## What needs to be done
Line by line, output the data that follows exactly as written.

## Data

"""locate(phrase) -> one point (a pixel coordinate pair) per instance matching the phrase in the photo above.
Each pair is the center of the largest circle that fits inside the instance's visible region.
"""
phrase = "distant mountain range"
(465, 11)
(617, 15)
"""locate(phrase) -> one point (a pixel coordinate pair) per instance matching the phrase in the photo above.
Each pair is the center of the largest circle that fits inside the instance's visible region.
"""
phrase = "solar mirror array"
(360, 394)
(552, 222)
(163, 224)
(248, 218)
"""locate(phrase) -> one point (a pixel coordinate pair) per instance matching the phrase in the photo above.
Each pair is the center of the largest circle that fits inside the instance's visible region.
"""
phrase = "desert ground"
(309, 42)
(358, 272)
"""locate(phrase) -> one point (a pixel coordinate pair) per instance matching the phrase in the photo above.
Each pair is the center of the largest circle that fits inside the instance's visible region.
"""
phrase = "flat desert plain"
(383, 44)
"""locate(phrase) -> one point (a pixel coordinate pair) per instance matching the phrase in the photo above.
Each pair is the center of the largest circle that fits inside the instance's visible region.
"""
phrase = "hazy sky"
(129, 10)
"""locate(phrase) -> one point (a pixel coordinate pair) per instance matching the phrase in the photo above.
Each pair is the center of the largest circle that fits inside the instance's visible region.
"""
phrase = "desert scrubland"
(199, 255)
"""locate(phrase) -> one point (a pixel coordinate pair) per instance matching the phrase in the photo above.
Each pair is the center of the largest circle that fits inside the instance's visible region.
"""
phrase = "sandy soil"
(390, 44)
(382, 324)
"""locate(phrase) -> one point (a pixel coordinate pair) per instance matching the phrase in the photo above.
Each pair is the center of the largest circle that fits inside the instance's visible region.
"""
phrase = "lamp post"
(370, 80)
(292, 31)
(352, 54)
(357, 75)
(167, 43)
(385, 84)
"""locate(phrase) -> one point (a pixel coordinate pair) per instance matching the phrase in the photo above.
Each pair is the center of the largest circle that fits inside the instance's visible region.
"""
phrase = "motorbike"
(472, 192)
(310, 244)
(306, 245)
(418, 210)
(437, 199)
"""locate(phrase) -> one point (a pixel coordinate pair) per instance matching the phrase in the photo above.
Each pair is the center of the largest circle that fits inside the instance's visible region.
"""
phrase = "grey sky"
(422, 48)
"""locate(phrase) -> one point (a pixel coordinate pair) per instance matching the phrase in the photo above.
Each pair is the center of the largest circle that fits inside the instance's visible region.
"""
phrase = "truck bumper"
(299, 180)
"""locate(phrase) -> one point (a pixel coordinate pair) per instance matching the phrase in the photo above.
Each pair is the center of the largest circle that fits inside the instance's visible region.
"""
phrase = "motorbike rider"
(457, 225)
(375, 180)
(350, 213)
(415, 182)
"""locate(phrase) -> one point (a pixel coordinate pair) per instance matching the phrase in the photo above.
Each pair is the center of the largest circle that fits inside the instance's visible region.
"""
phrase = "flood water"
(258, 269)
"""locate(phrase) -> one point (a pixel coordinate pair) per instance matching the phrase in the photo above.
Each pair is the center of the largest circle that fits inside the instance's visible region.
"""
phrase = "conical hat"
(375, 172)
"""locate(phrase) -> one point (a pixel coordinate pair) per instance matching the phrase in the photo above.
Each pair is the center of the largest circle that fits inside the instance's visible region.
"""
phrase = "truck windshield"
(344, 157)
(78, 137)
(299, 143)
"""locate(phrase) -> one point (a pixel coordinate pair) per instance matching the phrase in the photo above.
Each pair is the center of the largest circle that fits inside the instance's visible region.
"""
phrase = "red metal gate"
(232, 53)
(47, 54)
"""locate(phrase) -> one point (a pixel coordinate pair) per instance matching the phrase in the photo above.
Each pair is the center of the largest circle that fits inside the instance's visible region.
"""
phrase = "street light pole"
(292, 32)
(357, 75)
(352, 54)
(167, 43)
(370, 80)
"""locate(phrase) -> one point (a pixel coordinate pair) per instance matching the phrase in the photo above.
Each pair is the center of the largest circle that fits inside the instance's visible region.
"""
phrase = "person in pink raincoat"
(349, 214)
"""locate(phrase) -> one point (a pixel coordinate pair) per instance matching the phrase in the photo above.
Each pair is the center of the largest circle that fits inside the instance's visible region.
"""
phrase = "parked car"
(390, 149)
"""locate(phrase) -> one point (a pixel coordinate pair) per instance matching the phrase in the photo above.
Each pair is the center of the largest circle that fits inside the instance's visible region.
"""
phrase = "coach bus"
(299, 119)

## Result of this exercise
"""locate(phrase) -> one point (a pixel coordinate pair) per instance matching the phrase in the photo above.
Each pair is the center of the largest circle that fits inside the instance's visible region.
"""
phrase = "distant mountain range"
(465, 11)
(617, 15)
"""locate(phrase) -> one point (a pixel coordinate pair) per instance matching the phrase in the photo above.
Each pair is the center of the largest circle that fits inside the instance's visible region.
"""
phrase = "solar mirror array"
(360, 394)
(552, 222)
(163, 224)
(248, 218)
"""locate(phrase) -> one point (a pixel coordinate pair) per instance matching the phrase in the photo above.
Each pair is the center of the largest circle that fits inside the instance's visible region.
"""
phrase = "desert ground"
(309, 42)
(358, 272)
"""locate(phrase) -> one point (a pixel coordinate pair) per instance matching the phrase in the photo above.
Each pair is the center of the largest circle that fits inside the instance's visible region.
"""
phrase = "flat desert plain"
(383, 44)
"""locate(phrase) -> one point (a pixel coordinate pair) per instance matching the phrase in the photo above.
Each pair is the center of the largest circle that fits inside the instance's visible region.
"""
phrase = "hazy sky"
(129, 10)
"""locate(phrase) -> one point (a pixel coordinate pair) per instance matching the phrase in the photo above.
Each pair is the center of the largest circle that fits inside the instance's visible region.
"""
phrase = "desert scrubland"
(199, 255)
"""locate(phrase) -> one point (a pixel coordinate pair) per instance matching the phrase in the photo above.
Each pair is the center of the largest circle that fits inside the instance's visible region.
"""
phrase = "sandy soil"
(390, 44)
(382, 324)
"""locate(phrase) -> one point (a pixel coordinate pair) per instance matching the phrase in the photo above.
Each pair is the center of the largest circle that fits inside the instance's visible region.
"""
phrase = "lamp post"
(370, 80)
(292, 31)
(352, 54)
(357, 75)
(167, 43)
(385, 84)
"""locate(phrase) -> one point (a pixel coordinate pair) per instance matching the phrase in the photo above.
Each pair is the center of the largest circle that fits inside the instance's visible region.
"""
phrase = "motorbike"
(472, 192)
(310, 244)
(306, 245)
(418, 210)
(437, 199)
"""locate(phrase) -> one point (a pixel coordinate pair) per instance matching the phrase in the photo above.
Each pair is the center of the largest circle that fits inside the instance's visible region.
"""
phrase = "grey sky"
(422, 48)
"""locate(phrase) -> one point (a pixel coordinate pair) per instance matching the phrase in the photo above.
Each pair is the center of the largest circle that fits inside the instance's visible region.
"""
phrase = "truck bumper"
(299, 180)
"""locate(phrase) -> one point (a pixel coordinate pair) per instance matching the phrase in the photo above.
Each pair is the center of the largest circle that fits inside the instance's visible region.
"""
phrase = "motorbike rider"
(457, 225)
(375, 180)
(350, 213)
(415, 182)
"""locate(phrase) -> one point (a pixel coordinate pair) per instance matching the phrase in the photo above.
Each pair is the center of the largest circle that fits inside the instance's visible region.
"""
phrase = "flood water"
(258, 269)
"""locate(phrase) -> one point (a pixel coordinate pair) per instance matching the phrase in the photo above.
Each pair is the center of the largest circle that fits inside the instance's visible region.
"""
phrase = "conical hat"
(375, 172)
"""locate(phrase) -> one point (a pixel coordinate pair) per instance matching the phrase in the photo above.
Each pair is the center of the largest circle that fits inside the instance's visible region.
"""
phrase = "truck windshield"
(344, 157)
(78, 137)
(299, 143)
"""locate(phrase) -> one point (a pixel coordinate pair) per instance matching the phrase in the photo above.
Each pair is the center of the largest circle that fits inside the instance's visible region.
"""
phrase = "red metal gate"
(232, 53)
(47, 54)
"""locate(phrase) -> one point (a pixel coordinate pair) per instance matching the phrase in the photo above.
Each pair is the center of the largest circle that fits inside the instance's visible region.
"""
phrase = "street light pole"
(292, 32)
(357, 75)
(352, 54)
(167, 43)
(370, 80)
"""locate(phrase) -> one point (a pixel coordinate pair) per instance matching the phrase in the photo above.
Each pair is the center of the largest circle that fits inside the instance's visible region.
"""
phrase = "person in pink raincoat"
(349, 214)
"""locate(phrase) -> one point (a pixel coordinate pair) per instance matching the phrase in the photo above.
Each pair is the center of the largest circle that fits inside the instance's visible region.
"""
phrase = "parked car"
(390, 149)
"""locate(phrase) -> one point (a pixel coordinate pair) per instance matching the phrase in the photo above.
Each pair is the center of the largest circle that fits inside the instance's visible region.
"""
phrase = "coach bus"
(299, 119)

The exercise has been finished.